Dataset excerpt

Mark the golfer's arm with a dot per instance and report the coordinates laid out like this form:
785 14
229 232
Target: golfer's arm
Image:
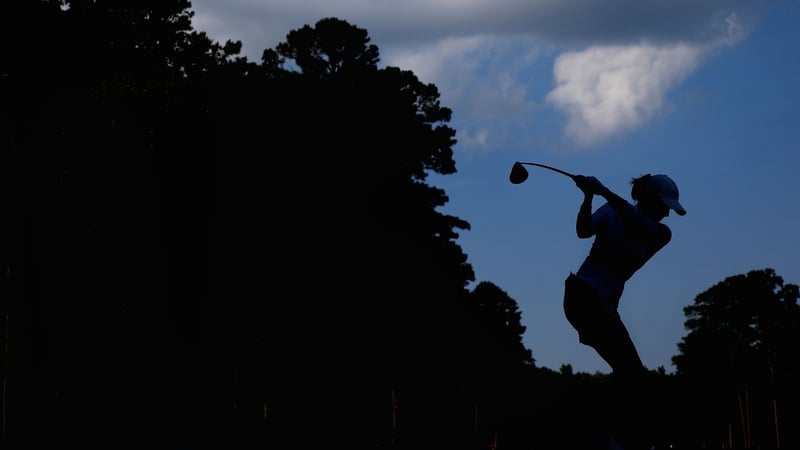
620 205
583 224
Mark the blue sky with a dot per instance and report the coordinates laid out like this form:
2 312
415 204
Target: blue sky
704 91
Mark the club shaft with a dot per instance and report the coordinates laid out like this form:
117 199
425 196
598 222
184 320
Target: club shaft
551 168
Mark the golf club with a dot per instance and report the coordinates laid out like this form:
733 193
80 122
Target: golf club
519 173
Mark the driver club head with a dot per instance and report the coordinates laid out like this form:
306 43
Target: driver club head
518 173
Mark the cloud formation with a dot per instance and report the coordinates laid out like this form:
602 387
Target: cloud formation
620 60
608 90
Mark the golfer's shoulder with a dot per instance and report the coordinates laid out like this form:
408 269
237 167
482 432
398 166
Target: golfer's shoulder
664 233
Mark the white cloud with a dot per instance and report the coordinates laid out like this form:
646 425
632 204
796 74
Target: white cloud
608 90
484 79
627 54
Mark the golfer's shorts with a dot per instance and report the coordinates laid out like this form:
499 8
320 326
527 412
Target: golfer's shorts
594 318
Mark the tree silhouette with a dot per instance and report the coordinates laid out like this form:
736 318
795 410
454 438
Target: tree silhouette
740 353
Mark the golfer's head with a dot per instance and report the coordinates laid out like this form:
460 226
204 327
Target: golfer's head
660 188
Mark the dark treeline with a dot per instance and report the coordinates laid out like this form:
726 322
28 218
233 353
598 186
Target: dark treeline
201 251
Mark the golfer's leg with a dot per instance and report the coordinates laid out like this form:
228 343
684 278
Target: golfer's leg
628 397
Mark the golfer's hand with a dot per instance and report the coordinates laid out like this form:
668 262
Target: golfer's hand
589 185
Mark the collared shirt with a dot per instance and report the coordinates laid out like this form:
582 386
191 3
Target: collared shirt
619 249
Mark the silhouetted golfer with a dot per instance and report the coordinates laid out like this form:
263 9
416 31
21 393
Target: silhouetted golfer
626 236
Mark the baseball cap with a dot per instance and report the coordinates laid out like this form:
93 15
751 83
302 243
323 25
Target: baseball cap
667 191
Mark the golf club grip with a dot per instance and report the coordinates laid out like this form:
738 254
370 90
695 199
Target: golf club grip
551 168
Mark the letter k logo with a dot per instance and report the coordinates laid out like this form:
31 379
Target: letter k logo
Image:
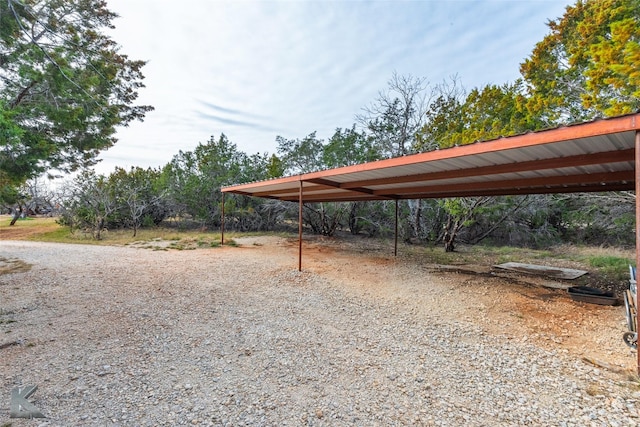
20 407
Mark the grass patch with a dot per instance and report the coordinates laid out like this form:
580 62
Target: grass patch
10 266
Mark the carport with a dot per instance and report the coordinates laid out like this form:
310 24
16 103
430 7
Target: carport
597 156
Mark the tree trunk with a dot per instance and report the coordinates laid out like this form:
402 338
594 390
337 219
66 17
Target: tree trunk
16 215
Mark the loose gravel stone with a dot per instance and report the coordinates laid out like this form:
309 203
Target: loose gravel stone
233 336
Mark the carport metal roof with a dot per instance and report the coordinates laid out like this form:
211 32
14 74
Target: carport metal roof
594 156
603 155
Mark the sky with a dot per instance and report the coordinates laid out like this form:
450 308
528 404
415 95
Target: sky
255 70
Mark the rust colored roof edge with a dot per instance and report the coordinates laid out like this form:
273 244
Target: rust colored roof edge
626 123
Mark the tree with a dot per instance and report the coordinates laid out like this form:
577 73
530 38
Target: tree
586 67
397 114
139 198
64 86
90 203
301 156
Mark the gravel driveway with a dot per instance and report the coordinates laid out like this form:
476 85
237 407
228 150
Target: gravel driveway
236 336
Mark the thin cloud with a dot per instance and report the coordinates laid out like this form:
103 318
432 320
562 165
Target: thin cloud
234 122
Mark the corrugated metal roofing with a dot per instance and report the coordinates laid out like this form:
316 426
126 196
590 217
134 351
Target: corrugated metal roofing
587 157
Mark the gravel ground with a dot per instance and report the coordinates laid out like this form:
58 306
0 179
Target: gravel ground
119 336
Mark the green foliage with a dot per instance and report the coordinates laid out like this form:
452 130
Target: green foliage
587 65
348 147
64 87
301 156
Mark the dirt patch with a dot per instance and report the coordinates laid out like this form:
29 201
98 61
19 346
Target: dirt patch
517 305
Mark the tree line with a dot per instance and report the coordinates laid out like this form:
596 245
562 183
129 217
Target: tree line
585 68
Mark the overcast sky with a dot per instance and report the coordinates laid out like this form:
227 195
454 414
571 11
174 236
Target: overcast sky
254 70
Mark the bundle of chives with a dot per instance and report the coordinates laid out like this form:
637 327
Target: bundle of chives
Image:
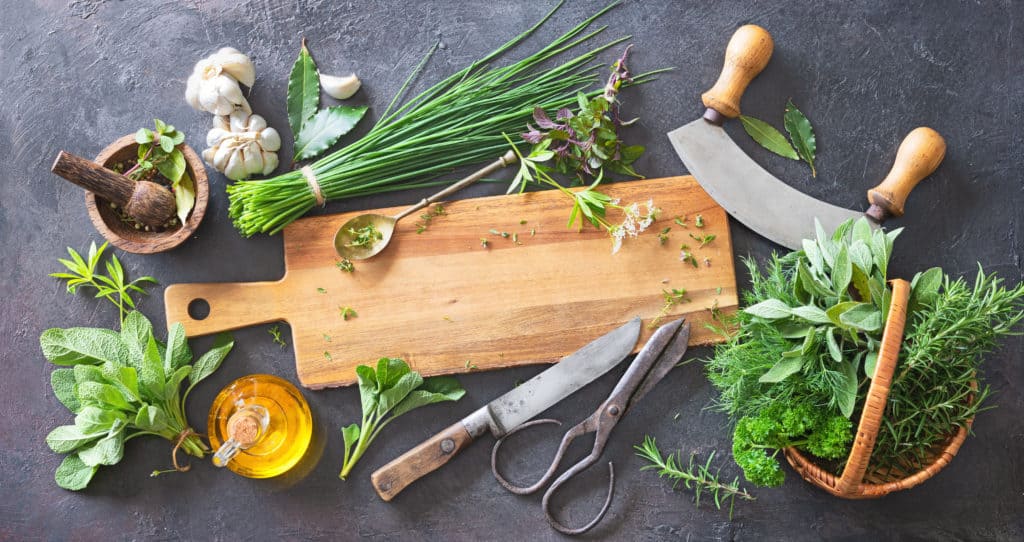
457 122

» **Stated goal**:
Starting at the line containing "Mark the tree line" and ending at the end of the records, write those lines out again, substituting "cloudy sky" for "overcast sky" and leaving all else unchanged. Omit the pictures from the answer.

» **Correct result**:
Mark the tree line with a dot per instance and report the coordinates laid out like this form:
596 245
562 183
129 217
Target: tree line
585 68
Mark the cloudy sky with a dot per instance and report the coordinates laid out like this form:
227 195
454 414
571 11
174 236
Target: cloudy sky
254 70
Mark the bundle of chives with a dot per instance and report the coordinates laid out like this form:
637 327
Target: bundle of chives
Image:
457 122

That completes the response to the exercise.